━━━━━ 課題の資料

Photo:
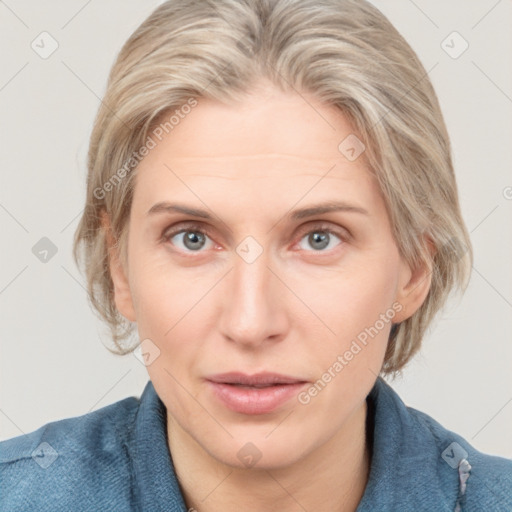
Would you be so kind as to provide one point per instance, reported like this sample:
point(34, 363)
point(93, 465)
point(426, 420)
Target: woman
point(272, 204)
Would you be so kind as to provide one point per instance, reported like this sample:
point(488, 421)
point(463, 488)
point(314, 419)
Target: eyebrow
point(302, 213)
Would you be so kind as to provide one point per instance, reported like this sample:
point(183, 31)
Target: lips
point(263, 379)
point(260, 393)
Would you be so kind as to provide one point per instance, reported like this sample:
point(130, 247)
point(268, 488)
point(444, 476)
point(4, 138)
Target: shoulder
point(76, 463)
point(486, 479)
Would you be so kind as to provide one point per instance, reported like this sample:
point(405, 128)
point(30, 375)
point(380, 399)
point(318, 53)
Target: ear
point(122, 292)
point(413, 287)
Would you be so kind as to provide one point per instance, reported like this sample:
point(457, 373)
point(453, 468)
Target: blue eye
point(191, 240)
point(319, 239)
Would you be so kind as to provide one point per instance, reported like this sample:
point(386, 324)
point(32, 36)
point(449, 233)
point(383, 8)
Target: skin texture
point(293, 310)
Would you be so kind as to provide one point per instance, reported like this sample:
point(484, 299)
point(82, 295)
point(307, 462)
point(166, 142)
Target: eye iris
point(319, 237)
point(193, 240)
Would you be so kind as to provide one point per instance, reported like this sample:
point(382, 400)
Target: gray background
point(52, 360)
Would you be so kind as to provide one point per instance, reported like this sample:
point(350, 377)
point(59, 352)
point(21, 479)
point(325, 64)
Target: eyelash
point(322, 227)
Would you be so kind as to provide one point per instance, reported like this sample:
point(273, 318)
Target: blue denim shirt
point(117, 459)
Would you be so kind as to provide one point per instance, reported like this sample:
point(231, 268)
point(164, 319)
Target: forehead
point(270, 140)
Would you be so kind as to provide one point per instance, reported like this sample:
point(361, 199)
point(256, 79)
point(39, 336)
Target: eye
point(189, 240)
point(321, 239)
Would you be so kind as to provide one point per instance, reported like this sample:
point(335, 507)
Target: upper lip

━━━━━━━━━━

やること — 上の行をすべて、一字一句そのままもう一度書いてもらえますか。ただし、画像は答えに入れないでください。

解答例 —
Photo:
Would you be so kind as to provide one point per instance, reported like this sample:
point(34, 363)
point(93, 465)
point(426, 420)
Target: woman
point(272, 204)
Would you be so kind as to provide one point per instance, reported like this sample:
point(488, 421)
point(463, 488)
point(314, 419)
Target: eyebrow
point(302, 213)
Would you be so kind as to provide one point per instance, reported like this sample:
point(183, 31)
Target: lips
point(263, 379)
point(260, 393)
Would you be so kind as to provide one point per instance, reported like this sample:
point(130, 247)
point(268, 488)
point(444, 476)
point(4, 138)
Target: shoulder
point(76, 463)
point(486, 479)
Would you be so kind as to provide one point per instance, reported like this sample:
point(405, 128)
point(30, 375)
point(380, 399)
point(318, 53)
Target: ear
point(122, 292)
point(413, 287)
Would you be so kind as to provide one point per instance, reported like this sample:
point(457, 373)
point(453, 468)
Target: blue eye
point(191, 240)
point(319, 239)
Would you be so kind as to provide one point per instance, reported like this sample:
point(386, 324)
point(32, 36)
point(449, 233)
point(383, 8)
Target: skin texture
point(293, 310)
Would you be so kind as to provide one point per instance, reported like this sample:
point(484, 299)
point(82, 295)
point(307, 462)
point(166, 142)
Target: eye iris
point(319, 237)
point(193, 240)
Would you be so kind as to provide one point per instance, reported like this sample:
point(382, 400)
Target: gray background
point(52, 360)
Would you be so kind as to provide one point per instance, reported like this sample:
point(350, 377)
point(59, 352)
point(21, 479)
point(325, 64)
Target: eyelash
point(322, 227)
Would you be so kind as to provide one point per instance, reported like this sample:
point(273, 318)
Target: blue denim shirt
point(117, 459)
Would you be so kind as to provide one point per instance, reported like this sample:
point(231, 268)
point(164, 319)
Target: forehead
point(270, 140)
Would you be so kind as to provide one point per instance, reported like this sample:
point(361, 199)
point(256, 79)
point(39, 336)
Target: eye
point(189, 240)
point(321, 239)
Would you be so kind as to provide one point per instance, reported like this sample:
point(335, 507)
Target: upper lip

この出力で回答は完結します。